Need a book? Engineering books recommendations...

Return to index: [Subject] [Thread] [Date] [Author]

RE: Distribution of concentrated loads on masonry walls

[Subject Prev][Subject Next][Thread Prev][Thread Next]
Thanks for the answer to my question Scott.

For anyone else out there who may be interested, I called NCMA about the
validity of assuming a 2 vertical: 1 horizontal distribution pattern for
concentrated loads on multistory masonry walls (with no limit on
effective width of the wall for running bond, no vertical joints, etc.)
and the engineer I spoke with basically confirmed that the b+4t
effective wall width limitation does not apply when you are looking at
the gradually spreading of loads across the width of a wall on
multistory masonry bearing wall structures such as hotels, apartments,
etc. 

To assume that concentrated loads on multi-story masonry bearing walls
do not continue to spread out beyond the b+4t limit would be grossly
conservative and unrealistic. 

I will apply the b+4t limit to the panel of wall height (about 8 feet)
below where each concentrated load first occurs, but after the
concentrated load travels down one floor I will assume that the
unlimited spreading starts at the 2V:1H ratio). This is slightly more
conservative that what I used to do, but I figure that this is a way of
accounting for any unusual concentrated load effects on the first 8 feet
of block immediately below each concentrated load.

(Collected data)
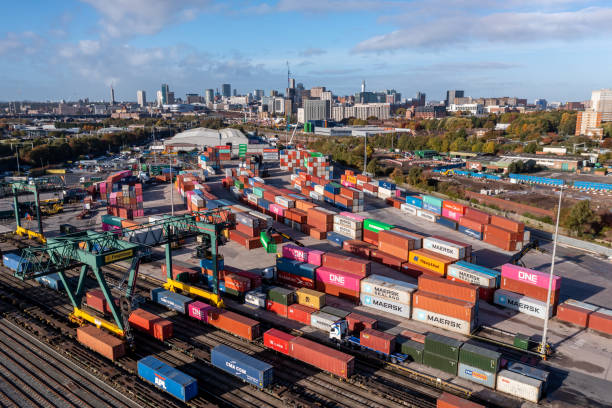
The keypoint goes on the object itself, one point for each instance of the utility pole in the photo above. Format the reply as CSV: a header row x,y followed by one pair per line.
x,y
550,277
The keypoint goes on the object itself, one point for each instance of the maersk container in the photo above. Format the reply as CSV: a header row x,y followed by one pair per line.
x,y
519,385
243,366
167,378
443,345
480,357
476,375
171,300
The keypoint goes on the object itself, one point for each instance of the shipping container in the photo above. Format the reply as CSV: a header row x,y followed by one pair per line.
x,y
440,362
167,378
277,340
519,385
386,305
243,366
322,357
378,341
101,342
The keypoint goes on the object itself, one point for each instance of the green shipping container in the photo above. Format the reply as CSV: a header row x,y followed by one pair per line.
x,y
376,226
521,341
334,311
443,346
112,220
448,365
411,348
431,200
479,357
281,295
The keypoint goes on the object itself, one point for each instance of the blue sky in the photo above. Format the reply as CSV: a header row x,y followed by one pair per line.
x,y
69,49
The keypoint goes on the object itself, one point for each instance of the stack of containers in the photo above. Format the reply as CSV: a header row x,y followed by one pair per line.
x,y
526,290
446,304
387,295
442,353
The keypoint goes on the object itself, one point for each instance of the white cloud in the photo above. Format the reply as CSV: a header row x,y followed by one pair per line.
x,y
129,17
503,27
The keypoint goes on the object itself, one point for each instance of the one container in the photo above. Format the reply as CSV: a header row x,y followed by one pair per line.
x,y
521,303
277,340
378,341
386,305
243,366
440,362
476,375
388,288
519,385
322,357
310,298
323,321
167,378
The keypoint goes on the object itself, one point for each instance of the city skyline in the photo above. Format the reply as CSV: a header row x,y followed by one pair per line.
x,y
79,48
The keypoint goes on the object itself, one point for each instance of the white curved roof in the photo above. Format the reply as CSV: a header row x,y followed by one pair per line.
x,y
209,137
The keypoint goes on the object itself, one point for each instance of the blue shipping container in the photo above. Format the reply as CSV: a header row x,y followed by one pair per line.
x,y
167,378
242,366
447,223
171,300
416,201
470,232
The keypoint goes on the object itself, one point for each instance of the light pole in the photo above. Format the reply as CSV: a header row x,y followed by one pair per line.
x,y
550,277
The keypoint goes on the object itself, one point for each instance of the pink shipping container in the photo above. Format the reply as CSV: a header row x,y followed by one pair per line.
x,y
338,278
199,310
451,214
530,276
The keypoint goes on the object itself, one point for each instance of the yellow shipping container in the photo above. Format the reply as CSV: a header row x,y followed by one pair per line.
x,y
310,298
429,261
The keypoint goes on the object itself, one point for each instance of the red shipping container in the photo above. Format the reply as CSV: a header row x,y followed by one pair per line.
x,y
600,322
277,340
507,224
446,306
277,308
447,400
457,290
357,322
322,357
471,224
234,323
377,340
162,329
386,259
300,313
371,237
573,314
348,264
476,215
529,290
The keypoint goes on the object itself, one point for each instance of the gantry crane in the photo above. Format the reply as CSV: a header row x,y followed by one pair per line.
x,y
92,250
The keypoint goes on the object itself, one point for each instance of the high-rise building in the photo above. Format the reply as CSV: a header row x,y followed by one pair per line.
x,y
209,96
142,98
226,90
165,90
451,95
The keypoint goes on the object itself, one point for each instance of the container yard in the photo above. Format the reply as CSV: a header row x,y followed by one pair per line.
x,y
225,286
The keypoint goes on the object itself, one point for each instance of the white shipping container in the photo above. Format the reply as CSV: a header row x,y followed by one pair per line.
x,y
388,288
519,385
407,208
323,321
385,305
521,303
442,321
471,276
444,248
426,215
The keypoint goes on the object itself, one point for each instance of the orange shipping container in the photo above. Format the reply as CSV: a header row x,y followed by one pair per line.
x,y
443,305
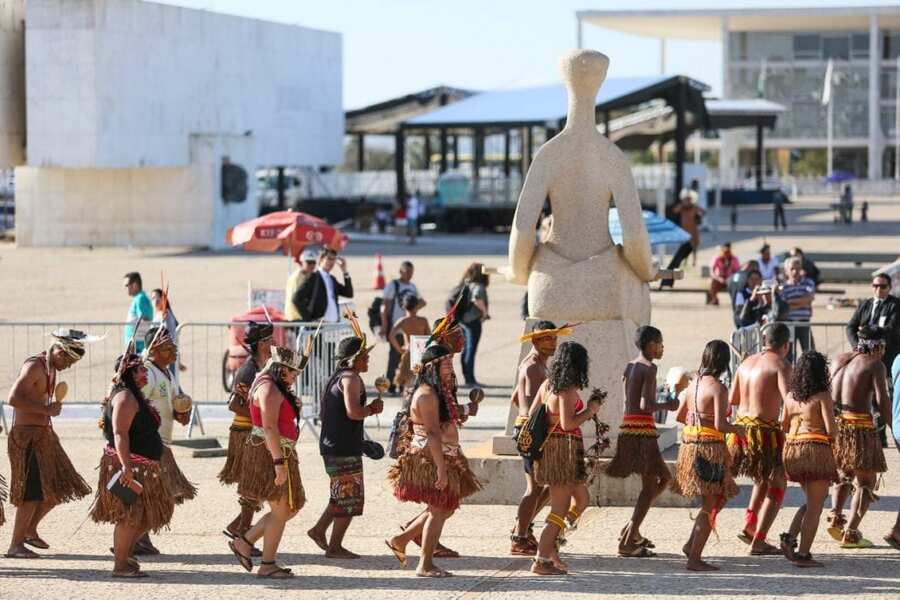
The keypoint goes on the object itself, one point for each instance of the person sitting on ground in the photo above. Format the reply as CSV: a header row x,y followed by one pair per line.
x,y
808,458
407,326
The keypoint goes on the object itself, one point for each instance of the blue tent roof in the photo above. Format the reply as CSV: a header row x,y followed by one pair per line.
x,y
662,231
544,104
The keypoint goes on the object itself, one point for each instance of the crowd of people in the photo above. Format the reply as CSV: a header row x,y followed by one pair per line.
x,y
774,420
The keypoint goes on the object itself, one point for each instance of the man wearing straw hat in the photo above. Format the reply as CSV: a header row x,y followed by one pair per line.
x,y
42,474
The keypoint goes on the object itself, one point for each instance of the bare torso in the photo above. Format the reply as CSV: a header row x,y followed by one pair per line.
x,y
855,378
757,381
639,380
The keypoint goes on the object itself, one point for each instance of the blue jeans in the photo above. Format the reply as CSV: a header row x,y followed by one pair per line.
x,y
472,333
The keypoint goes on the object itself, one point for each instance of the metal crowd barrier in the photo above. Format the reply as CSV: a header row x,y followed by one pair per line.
x,y
828,338
203,350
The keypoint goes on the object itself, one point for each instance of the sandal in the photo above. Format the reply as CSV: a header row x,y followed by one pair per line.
x,y
276,573
400,555
245,561
37,542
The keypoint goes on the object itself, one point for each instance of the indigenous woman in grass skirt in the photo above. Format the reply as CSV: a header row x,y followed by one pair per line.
x,y
704,465
561,465
808,458
432,470
257,342
133,451
270,468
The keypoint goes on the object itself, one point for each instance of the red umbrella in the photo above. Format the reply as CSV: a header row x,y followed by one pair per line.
x,y
286,229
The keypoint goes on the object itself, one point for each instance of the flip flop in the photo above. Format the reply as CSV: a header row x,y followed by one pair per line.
x,y
398,554
37,543
245,561
639,552
892,542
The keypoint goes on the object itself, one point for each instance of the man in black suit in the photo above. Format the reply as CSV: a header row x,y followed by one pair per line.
x,y
881,310
317,297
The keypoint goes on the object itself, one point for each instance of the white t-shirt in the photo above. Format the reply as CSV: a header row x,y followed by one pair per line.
x,y
332,314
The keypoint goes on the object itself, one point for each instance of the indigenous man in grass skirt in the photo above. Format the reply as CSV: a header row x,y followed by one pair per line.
x,y
344,408
637,449
433,469
758,390
856,377
42,474
703,468
132,454
531,374
160,391
257,340
447,333
270,467
808,420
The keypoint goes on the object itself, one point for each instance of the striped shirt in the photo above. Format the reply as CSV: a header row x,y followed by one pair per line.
x,y
793,291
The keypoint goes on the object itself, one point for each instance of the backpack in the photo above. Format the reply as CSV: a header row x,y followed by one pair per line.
x,y
460,295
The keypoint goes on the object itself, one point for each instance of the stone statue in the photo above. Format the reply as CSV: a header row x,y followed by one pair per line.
x,y
575,272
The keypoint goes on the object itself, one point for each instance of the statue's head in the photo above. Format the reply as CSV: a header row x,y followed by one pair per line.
x,y
584,71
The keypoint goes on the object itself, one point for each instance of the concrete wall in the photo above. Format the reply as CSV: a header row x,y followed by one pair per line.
x,y
124,83
12,84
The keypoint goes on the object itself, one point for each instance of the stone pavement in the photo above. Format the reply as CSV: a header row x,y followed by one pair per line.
x,y
197,564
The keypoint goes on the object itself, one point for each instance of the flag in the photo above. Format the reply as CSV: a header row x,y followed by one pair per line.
x,y
761,80
826,90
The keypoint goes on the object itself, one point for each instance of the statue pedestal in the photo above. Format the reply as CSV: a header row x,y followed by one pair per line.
x,y
610,345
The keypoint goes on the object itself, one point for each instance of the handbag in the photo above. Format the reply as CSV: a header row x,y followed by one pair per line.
x,y
532,435
706,470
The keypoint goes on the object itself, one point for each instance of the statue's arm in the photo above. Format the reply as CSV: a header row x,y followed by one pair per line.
x,y
523,235
635,241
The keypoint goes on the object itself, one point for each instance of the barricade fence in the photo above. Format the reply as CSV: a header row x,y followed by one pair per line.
x,y
828,338
203,350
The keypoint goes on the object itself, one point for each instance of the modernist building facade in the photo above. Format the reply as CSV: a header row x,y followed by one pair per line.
x,y
782,54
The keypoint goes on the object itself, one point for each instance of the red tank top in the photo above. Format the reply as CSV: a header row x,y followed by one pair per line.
x,y
287,423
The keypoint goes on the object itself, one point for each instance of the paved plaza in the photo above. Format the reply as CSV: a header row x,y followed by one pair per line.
x,y
85,285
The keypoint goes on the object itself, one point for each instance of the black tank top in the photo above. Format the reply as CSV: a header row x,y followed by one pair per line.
x,y
341,435
143,435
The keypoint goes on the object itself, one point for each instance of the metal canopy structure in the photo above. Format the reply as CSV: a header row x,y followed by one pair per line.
x,y
523,109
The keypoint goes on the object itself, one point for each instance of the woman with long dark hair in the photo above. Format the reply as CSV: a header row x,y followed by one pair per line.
x,y
704,466
133,451
808,422
561,465
270,469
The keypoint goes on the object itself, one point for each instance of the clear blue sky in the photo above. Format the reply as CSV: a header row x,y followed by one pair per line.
x,y
393,47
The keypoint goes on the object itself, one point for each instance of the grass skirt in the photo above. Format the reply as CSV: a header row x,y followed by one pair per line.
x,y
60,482
638,455
689,484
150,512
809,460
257,480
414,474
237,442
561,461
858,449
757,453
179,486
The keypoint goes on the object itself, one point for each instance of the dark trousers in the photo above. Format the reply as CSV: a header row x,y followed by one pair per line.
x,y
472,333
393,362
779,217
684,250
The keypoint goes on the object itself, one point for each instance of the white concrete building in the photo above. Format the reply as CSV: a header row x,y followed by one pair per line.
x,y
133,108
781,54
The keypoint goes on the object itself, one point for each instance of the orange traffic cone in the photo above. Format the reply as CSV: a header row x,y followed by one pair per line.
x,y
378,284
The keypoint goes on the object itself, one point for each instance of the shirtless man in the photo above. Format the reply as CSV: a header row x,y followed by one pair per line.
x,y
637,449
758,390
532,373
407,326
856,376
42,474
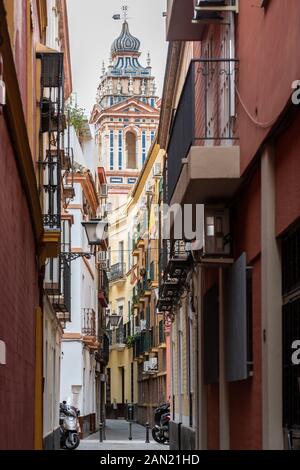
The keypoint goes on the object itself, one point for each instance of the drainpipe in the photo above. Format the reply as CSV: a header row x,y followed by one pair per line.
x,y
223,385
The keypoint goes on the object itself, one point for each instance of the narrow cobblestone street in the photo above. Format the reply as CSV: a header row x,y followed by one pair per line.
x,y
117,432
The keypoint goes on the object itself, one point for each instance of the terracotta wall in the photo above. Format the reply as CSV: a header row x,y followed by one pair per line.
x,y
19,297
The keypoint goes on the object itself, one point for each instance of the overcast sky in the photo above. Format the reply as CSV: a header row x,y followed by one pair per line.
x,y
92,31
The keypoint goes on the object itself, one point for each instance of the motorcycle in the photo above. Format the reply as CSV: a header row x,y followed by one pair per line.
x,y
69,427
160,431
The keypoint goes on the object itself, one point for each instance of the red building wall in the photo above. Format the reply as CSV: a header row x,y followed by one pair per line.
x,y
18,299
267,47
287,170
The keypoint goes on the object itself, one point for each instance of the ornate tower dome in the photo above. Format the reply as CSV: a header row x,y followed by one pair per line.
x,y
125,43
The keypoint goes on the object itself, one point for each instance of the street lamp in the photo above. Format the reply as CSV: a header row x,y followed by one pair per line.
x,y
96,231
114,319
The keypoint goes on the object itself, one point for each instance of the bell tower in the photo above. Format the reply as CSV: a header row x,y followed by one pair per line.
x,y
126,114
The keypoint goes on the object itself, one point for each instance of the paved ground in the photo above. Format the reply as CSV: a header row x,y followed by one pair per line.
x,y
117,432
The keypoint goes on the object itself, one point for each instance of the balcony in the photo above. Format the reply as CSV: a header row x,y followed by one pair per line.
x,y
103,353
89,322
117,272
103,288
153,275
57,286
143,344
117,338
203,151
52,126
161,333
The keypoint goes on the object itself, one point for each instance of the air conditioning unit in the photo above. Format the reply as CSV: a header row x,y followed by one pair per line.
x,y
216,232
149,187
104,190
157,170
153,365
211,11
102,256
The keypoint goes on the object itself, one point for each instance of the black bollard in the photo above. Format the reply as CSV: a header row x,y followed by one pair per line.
x,y
147,441
130,432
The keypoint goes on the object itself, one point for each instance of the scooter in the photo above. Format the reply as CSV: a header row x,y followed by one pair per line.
x,y
69,427
160,431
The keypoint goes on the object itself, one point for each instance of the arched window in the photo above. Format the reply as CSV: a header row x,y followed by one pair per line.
x,y
131,150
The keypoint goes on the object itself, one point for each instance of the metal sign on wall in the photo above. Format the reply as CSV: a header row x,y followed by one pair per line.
x,y
2,353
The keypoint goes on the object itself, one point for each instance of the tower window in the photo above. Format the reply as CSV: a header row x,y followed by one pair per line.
x,y
111,150
131,150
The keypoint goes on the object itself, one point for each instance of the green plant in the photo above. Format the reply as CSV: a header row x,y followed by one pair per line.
x,y
76,116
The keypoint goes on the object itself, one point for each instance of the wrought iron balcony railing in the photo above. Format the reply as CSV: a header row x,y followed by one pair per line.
x,y
105,348
117,271
89,322
58,286
205,113
53,124
103,284
161,330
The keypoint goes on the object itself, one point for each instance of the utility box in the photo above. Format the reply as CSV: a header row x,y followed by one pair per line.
x,y
130,412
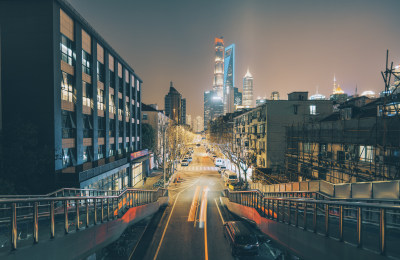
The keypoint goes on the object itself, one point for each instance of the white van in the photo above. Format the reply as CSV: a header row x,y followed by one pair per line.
x,y
219,162
230,176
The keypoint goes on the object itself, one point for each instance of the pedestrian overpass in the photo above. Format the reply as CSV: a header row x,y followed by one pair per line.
x,y
71,223
315,225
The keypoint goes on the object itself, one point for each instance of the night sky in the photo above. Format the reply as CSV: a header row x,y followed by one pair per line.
x,y
288,45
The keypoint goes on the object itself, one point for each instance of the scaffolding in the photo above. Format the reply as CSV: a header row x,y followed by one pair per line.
x,y
358,143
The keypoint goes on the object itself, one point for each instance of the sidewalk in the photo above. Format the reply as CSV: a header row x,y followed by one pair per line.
x,y
153,178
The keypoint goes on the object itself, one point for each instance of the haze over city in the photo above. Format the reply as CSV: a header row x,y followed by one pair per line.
x,y
287,45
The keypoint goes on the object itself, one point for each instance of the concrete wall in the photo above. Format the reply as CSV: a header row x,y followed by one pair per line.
x,y
305,244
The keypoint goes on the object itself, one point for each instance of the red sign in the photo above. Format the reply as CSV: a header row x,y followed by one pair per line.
x,y
139,154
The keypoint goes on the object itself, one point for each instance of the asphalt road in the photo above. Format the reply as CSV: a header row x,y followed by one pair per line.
x,y
180,237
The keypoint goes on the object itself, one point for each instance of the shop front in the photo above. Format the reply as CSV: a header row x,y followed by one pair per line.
x,y
139,166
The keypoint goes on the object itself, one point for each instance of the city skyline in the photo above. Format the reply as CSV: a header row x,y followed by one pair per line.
x,y
317,39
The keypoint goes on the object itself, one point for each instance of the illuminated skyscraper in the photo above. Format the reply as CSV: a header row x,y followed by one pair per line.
x,y
248,90
218,83
229,78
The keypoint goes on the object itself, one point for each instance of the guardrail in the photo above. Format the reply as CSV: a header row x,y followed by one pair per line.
x,y
358,190
68,192
365,225
24,221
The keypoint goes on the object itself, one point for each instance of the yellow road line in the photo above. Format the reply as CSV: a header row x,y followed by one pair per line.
x,y
223,221
205,228
166,226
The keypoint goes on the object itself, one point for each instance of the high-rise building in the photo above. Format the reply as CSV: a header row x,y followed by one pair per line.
x,y
237,97
189,120
213,107
260,101
338,94
175,105
83,99
198,125
229,79
248,90
275,95
183,111
218,83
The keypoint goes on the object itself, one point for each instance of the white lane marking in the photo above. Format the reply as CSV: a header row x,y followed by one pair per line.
x,y
223,221
166,226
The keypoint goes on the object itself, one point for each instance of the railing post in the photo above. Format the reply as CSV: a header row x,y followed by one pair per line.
x,y
359,227
305,216
35,223
341,222
52,224
66,224
102,210
326,220
315,217
277,210
87,213
14,234
112,208
382,231
108,209
95,211
77,214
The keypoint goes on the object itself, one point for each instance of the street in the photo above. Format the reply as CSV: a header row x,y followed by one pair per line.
x,y
181,233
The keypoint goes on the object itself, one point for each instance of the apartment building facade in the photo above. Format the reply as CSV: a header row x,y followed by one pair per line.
x,y
261,131
80,94
359,142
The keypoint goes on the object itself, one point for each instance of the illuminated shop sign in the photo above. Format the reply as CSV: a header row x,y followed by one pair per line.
x,y
139,154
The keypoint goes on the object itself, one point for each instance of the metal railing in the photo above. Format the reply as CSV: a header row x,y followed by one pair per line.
x,y
366,225
69,192
24,221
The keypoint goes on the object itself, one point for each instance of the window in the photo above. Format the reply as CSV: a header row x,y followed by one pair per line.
x,y
127,112
68,157
100,152
120,128
313,109
306,147
87,126
112,104
67,53
68,124
87,93
120,85
100,99
111,151
101,126
86,62
87,154
68,92
100,71
112,78
112,128
366,153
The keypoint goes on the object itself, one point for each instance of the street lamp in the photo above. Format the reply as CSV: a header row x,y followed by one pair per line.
x,y
164,128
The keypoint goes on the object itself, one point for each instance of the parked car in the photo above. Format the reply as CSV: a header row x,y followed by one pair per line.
x,y
184,163
241,238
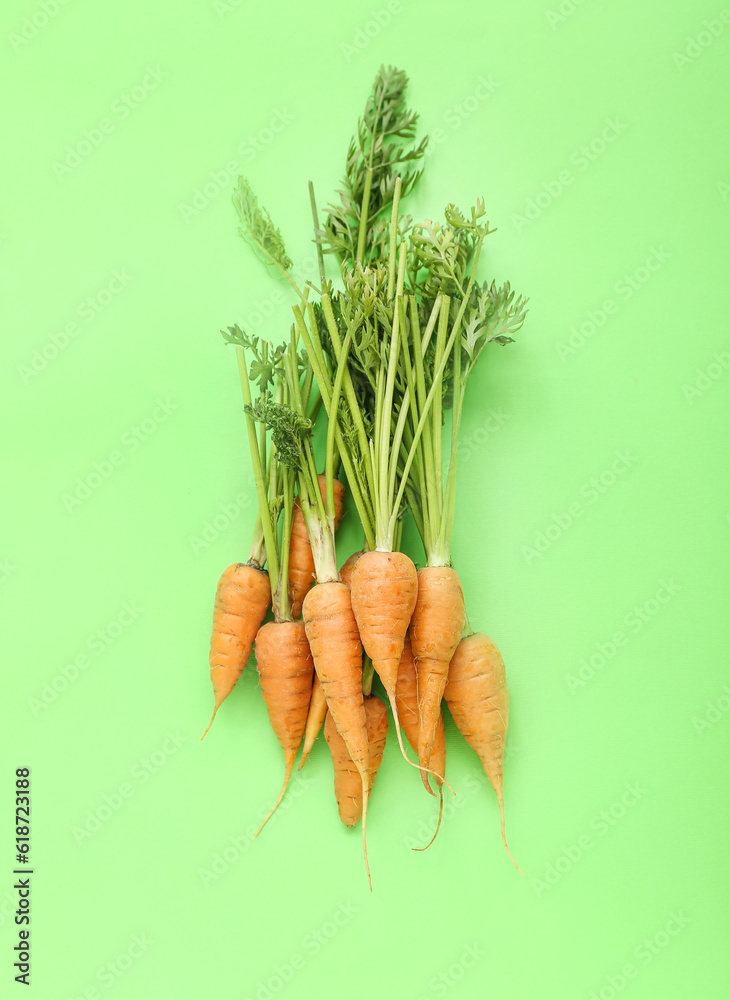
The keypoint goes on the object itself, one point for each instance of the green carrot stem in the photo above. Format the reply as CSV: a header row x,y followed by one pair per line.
x,y
272,556
364,211
317,235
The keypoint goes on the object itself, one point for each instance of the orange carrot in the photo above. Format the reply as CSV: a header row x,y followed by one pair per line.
x,y
337,654
438,621
318,704
301,560
241,601
478,698
315,718
406,694
285,669
384,587
348,566
348,787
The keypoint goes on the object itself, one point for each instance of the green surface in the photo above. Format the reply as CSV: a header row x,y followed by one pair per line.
x,y
592,530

SHORT TASK: In the post on concentrated loads on masonry walls, over what portion of the wall does the writer plan to apply the b+4t limit?

OUTPUT BELOW: The panel of wall height, about 8 feet, below where each concentrated load first occurs.